**What the task asks**
Go to the line that contains "Target: tree in mural" and extract it along with every line after it, exactly, through the end of the data below.

[Records from a collection]
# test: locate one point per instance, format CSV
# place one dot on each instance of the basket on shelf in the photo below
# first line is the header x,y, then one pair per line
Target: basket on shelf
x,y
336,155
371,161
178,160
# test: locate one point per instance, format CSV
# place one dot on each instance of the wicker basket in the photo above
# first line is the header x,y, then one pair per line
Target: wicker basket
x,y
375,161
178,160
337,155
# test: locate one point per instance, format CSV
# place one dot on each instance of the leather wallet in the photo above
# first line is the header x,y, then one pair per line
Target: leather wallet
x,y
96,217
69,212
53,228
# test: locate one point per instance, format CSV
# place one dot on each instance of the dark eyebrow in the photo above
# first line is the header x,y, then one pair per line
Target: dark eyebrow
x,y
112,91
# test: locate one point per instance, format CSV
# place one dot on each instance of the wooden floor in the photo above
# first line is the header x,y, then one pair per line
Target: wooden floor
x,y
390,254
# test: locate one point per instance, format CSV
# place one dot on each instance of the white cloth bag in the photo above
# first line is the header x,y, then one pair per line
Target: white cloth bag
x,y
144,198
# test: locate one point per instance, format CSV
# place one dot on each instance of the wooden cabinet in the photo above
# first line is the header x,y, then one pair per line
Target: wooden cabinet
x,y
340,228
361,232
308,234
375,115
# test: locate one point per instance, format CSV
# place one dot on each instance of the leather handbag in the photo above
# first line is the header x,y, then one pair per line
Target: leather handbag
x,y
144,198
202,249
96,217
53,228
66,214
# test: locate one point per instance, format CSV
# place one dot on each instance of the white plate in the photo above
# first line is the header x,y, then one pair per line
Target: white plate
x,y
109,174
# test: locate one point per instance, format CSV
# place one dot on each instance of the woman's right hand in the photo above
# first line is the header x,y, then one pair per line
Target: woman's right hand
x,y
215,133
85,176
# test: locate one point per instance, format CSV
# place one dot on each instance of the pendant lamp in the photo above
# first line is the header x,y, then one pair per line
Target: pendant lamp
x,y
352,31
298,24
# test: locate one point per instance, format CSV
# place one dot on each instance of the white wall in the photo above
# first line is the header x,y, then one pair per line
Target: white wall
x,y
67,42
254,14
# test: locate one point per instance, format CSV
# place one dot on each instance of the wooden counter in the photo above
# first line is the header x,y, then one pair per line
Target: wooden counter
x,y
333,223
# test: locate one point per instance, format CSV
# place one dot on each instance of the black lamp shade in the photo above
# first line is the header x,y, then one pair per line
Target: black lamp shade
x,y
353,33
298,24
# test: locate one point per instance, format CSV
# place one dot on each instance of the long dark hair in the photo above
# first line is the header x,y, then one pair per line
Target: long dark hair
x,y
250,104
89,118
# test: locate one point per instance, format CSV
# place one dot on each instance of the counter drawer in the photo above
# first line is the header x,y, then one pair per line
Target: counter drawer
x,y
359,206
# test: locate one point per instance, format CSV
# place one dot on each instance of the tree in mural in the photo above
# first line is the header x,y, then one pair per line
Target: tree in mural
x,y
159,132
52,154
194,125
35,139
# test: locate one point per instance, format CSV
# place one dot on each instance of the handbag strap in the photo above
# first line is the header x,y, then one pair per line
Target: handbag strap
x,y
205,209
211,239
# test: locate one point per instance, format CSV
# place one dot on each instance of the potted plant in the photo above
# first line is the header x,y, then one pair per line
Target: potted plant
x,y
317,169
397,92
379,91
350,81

**Exercise output**
Target: tree in mural
x,y
159,132
52,154
194,125
35,139
# test: locate one point per instance, format CSV
# place one dot on each instance of the handbag strap in the photo above
# first line is the header x,y, then one pair per line
Target: handbag strap
x,y
205,209
211,239
# test: locate one point per instance, format CSV
# place one dot on each instance of the potted plant in the photo above
# first line is the header x,y, then one pair per line
Target: potted plant
x,y
317,169
397,92
379,91
350,81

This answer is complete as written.